## [Problem requirements]
Reproduce the listing below verbatim, starting from its first line and ending with the line containing "box: [107, 231, 186, 362]", both included.

## [Records supplied]

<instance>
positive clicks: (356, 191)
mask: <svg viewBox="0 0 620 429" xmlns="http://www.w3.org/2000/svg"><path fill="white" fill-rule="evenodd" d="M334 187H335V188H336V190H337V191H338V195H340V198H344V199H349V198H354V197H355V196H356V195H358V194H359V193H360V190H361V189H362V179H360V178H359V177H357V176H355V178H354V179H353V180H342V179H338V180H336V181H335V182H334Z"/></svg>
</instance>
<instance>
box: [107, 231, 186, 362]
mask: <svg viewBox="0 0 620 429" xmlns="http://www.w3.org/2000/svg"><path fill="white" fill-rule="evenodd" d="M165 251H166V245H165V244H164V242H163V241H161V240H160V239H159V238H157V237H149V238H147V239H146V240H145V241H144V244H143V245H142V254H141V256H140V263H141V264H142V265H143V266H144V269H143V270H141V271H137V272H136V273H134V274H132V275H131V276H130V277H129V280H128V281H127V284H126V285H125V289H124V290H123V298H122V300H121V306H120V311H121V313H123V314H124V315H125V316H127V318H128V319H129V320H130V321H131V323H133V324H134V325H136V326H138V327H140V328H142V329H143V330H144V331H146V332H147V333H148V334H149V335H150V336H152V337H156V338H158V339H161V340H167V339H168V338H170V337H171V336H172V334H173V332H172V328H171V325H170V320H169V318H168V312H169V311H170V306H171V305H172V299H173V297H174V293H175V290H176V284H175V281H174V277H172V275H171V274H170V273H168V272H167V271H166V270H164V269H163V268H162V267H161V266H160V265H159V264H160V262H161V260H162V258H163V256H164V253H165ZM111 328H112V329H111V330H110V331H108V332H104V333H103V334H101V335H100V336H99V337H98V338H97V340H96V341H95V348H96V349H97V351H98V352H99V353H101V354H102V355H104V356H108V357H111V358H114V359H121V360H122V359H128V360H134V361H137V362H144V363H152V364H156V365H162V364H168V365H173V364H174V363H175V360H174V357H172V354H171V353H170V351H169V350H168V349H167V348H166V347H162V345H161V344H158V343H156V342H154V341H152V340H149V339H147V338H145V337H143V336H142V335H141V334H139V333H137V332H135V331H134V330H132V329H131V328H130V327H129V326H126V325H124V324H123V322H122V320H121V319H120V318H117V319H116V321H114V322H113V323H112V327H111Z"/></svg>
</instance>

## [Solution below]
<instance>
positive clicks: (356, 191)
mask: <svg viewBox="0 0 620 429" xmlns="http://www.w3.org/2000/svg"><path fill="white" fill-rule="evenodd" d="M334 187H335V188H336V190H337V191H338V195H340V198H344V199H349V198H354V197H355V196H356V195H358V194H359V193H360V190H361V189H362V179H360V178H359V177H357V176H355V178H354V179H353V180H342V179H338V180H336V181H335V182H334Z"/></svg>
</instance>
<instance>
box: [107, 231, 186, 362]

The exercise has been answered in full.